Find each line in the data below that contains the string "petal" and copy those lines out. Case counts.

Dataset entries
>> Start

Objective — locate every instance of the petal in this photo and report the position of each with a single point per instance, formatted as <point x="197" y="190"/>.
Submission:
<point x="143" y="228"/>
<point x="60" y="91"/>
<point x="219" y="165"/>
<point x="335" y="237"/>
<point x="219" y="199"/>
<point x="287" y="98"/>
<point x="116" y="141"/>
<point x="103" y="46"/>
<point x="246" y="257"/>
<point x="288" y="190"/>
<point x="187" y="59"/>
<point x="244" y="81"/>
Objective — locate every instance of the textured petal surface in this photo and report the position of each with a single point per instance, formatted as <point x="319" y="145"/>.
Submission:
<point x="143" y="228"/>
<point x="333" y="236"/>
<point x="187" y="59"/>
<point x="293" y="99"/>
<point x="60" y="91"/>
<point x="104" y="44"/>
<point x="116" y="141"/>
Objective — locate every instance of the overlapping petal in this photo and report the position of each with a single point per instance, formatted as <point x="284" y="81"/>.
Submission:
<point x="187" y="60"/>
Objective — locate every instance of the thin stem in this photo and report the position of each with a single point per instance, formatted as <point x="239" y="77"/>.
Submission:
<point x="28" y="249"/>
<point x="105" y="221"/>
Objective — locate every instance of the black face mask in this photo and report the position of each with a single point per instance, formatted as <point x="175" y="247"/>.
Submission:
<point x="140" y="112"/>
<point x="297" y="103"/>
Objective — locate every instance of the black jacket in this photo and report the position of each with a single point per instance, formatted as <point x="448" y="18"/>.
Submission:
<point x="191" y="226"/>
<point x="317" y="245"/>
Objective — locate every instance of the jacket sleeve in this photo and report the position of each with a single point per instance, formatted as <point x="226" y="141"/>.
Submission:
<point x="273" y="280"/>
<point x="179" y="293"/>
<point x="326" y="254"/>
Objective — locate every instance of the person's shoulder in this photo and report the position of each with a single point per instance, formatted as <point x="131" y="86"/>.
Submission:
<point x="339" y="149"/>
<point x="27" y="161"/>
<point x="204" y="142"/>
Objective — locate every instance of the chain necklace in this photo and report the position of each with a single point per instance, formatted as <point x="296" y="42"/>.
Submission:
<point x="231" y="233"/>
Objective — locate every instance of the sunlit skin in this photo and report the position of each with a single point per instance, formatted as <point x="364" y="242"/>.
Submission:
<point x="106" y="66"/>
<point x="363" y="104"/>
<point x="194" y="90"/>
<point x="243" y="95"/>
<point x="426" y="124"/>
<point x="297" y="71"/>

>> End
>> Start

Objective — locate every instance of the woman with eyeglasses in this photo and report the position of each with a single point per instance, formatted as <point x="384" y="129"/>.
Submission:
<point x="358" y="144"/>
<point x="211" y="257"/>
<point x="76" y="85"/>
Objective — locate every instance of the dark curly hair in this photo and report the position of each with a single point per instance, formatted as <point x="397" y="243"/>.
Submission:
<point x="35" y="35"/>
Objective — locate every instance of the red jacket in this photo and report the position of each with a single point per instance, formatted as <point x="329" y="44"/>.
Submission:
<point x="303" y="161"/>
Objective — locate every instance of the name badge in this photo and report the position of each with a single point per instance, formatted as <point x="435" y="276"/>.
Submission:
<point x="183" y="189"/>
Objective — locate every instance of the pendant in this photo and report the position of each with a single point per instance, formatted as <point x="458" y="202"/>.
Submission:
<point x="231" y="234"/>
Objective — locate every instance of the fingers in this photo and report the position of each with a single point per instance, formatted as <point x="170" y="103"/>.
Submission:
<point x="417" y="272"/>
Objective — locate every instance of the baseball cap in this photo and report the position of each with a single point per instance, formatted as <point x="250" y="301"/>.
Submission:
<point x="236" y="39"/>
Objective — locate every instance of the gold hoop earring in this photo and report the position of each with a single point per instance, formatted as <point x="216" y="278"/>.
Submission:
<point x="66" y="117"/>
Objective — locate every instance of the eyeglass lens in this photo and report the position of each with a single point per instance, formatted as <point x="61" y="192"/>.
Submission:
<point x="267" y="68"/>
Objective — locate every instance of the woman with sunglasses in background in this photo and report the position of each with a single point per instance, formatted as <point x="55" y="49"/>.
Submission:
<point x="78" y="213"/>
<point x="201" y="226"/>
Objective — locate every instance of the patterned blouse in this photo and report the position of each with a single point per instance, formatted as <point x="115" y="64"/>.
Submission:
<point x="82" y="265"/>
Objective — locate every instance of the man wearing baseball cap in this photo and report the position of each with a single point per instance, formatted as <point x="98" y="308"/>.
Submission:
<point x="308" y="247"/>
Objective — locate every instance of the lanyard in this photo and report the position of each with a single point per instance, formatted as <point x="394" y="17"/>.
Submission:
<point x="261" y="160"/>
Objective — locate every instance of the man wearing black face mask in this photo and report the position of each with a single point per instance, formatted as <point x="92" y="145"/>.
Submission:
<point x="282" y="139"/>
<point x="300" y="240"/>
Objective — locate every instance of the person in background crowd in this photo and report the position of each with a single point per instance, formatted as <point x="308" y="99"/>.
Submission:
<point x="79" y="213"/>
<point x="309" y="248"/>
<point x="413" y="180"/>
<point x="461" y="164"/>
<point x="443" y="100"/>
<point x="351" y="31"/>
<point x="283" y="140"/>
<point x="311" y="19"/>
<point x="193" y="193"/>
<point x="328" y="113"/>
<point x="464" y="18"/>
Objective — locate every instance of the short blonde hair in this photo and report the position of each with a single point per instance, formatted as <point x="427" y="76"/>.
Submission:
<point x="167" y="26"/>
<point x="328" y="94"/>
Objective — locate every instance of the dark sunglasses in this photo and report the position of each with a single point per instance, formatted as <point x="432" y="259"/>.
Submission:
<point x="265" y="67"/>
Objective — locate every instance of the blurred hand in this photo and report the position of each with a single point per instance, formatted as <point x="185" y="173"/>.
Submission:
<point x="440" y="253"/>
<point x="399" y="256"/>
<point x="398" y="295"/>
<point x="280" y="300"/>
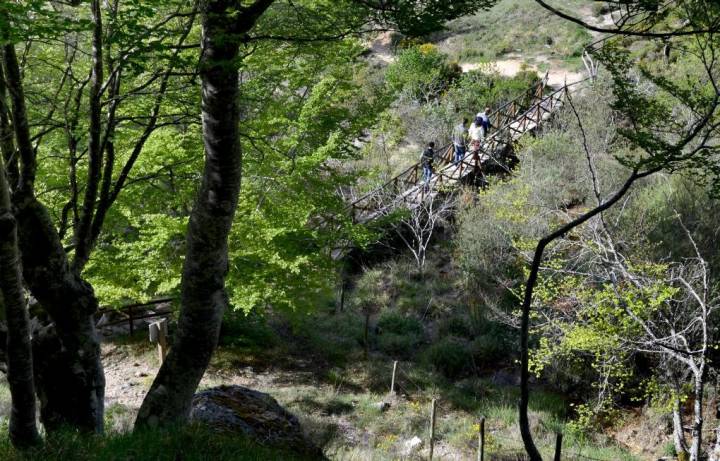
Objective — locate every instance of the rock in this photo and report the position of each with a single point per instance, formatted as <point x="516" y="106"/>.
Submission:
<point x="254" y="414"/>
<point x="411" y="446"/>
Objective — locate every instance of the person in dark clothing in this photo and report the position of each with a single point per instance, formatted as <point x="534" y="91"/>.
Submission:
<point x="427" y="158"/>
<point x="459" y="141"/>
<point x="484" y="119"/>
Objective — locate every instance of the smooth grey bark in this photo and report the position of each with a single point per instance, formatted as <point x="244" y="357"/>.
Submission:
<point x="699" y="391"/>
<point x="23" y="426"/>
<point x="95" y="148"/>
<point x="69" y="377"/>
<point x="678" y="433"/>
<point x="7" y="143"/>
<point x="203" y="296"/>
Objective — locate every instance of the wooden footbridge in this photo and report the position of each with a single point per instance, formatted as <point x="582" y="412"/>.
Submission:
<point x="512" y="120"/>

>> End

Final answer:
Objective — locate every instance of the petal in this photo and report the position of each with a single point per instance, formatted as <point x="197" y="190"/>.
Objective — locate every instance of the textured petal surface in this photo and report the position of each with a single point per instance, formatted as <point x="319" y="145"/>.
Objective — locate every instance of the overlapping petal in this photo and report the position of each with a single point per instance, formatted as <point x="284" y="81"/>.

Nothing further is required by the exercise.